Source document:
========================================
With the arrival of Ted and Anu in Los Angeles to celebrate the release of Ted’s book Left Coast Libations, I wanted to take a moment to give an extended thank you to the city of Seattle and its bartending community.

Following my knee injury and subsequent rehab, the bars and bartenders of Seattle and Redmond allowed me to feel normal and embraced me as one of their own even as they knew that my stay was temporary. I told Rocky during his visit last month that, moreso than Portland or Los Angeles, the industry people in Seattle rally around each other and while the bars may be widespread and very different, it’s definitely a tight-knit group. While I cannot ever truly repay the kindness that Seattle showed, the very least that I can do is tell the people of Los Angeles about the amazing scene.
========================================
Data shown:
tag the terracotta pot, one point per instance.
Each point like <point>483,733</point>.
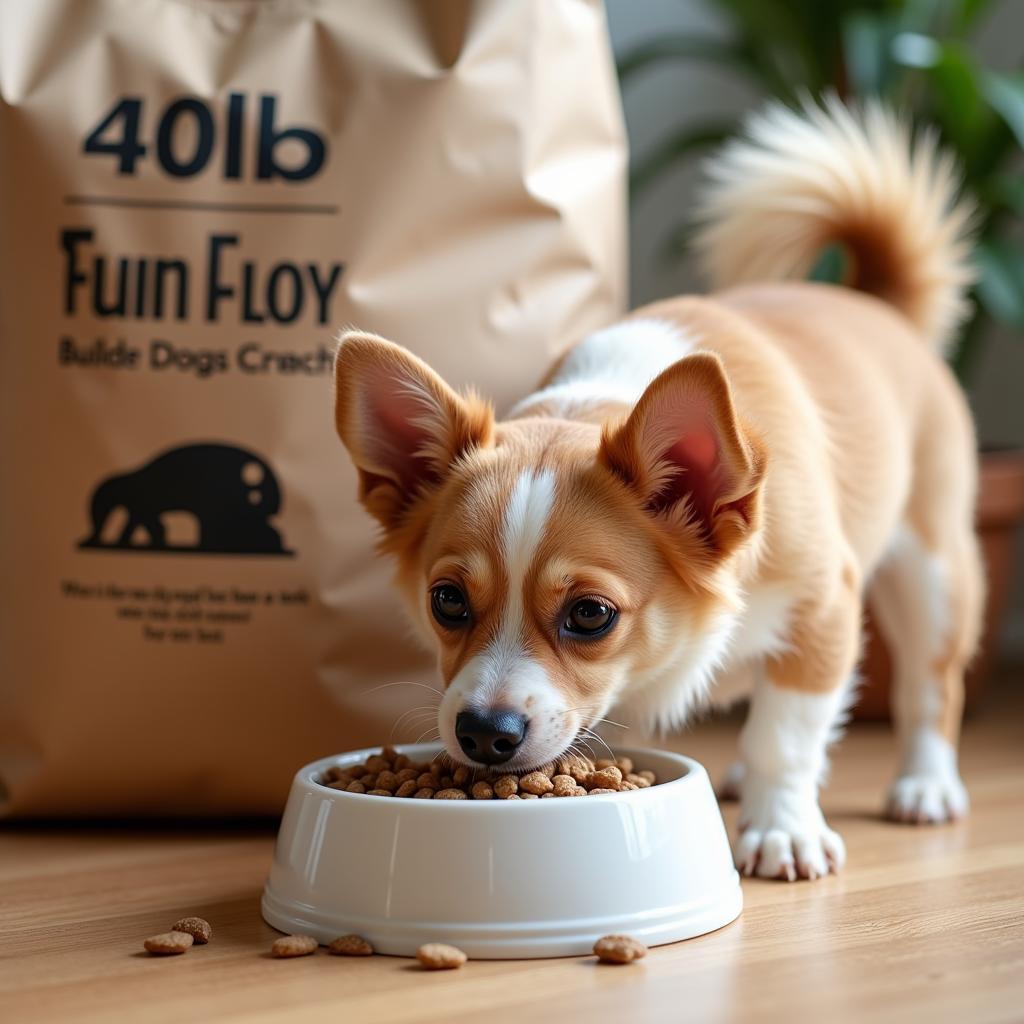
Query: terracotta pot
<point>1000,509</point>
========================================
Required tasks:
1 - Summarize the Seattle bartending post in two sentences.
2 - Extract the passage of the Seattle bartending post starting at "With the arrival" and ending at "the amazing scene.".
3 - Please continue the Seattle bartending post from where it stops.
The lines above are separate material from the Seattle bartending post.

Expected outputs:
1 - The writer offers an extended thank-you to Seattle and its bartending community, prompted by Ted and Anu's arrival in Los Angeles to celebrate the release of Ted's book Left Coast Libations. After a knee injury and rehab, the writer was embraced by the bars and bartenders of Seattle and Redmond, found Seattle's industry people more tight-knit than those of Portland or Los Angeles, and wants to tell Los Angeles about the scene.

2 -
With the arrival of Ted and Anu in Los Angeles to celebrate the release of Ted’s book Left Coast Libations, I wanted to take a moment to give an extended thank you to the city of Seattle and its bartending community.

Following my knee injury and subsequent rehab, the bars and bartenders of Seattle and Redmond allowed me to feel normal and embraced me as one of their own even as they knew that my stay was temporary. I told Rocky during his visit last month that, moreso than Portland or Los Angeles, the industry people in Seattle rally around each other and while the bars may be widespread and very different, it’s definitely a tight-knit group. While I cannot ever truly repay the kindness that Seattle showed, the very least that I can do is tell the people of Los Angeles about the amazing scene.

3 -
Naga

The Eastside of Seattle is similar to the Eastside of LA — Westsiders hate the travel distance so the locals have developed an awesomely kooky personality, and the bars are de facto locals only. Michael Kostin and Mike McSorley work at a bar named Naga inside of a Thai restaurant (Chantanee) in downtown Bellevue that is so hidden, you’ll miss it even if you’re looking for it. (It’s almost like Seattle’s answer to Crif Dogs and PDT, except they would be in Hoboken!) The cocktail menu features classic drinks as well as modern drinks from all across the country. The bar is also home to the famous “cocktail dice” (pictured above) which turns dealer’s choice into an on-the-spot display of creativity. The bars also features lots of interesting spirits from Turkish raki to Japanese whiskey.

Liberty

When I think of Japanese whiskey, the bar that most comes to mind is Andrew Friedman’s bar Liberty. Tucked away in a more residential part of Capitol Hill, the bar is a comfortable space to hang out in at all hours of the day and into the night, providing coffee, cocktails and lots of comfortable seats. Andrew also has the distinction in my mind of helping me bust out of a brown-bitter-stirred rut that I was in at the time, turning me onto a well made sour. (It still continues today; my drink of choice at the moment is a fizz or a sour.)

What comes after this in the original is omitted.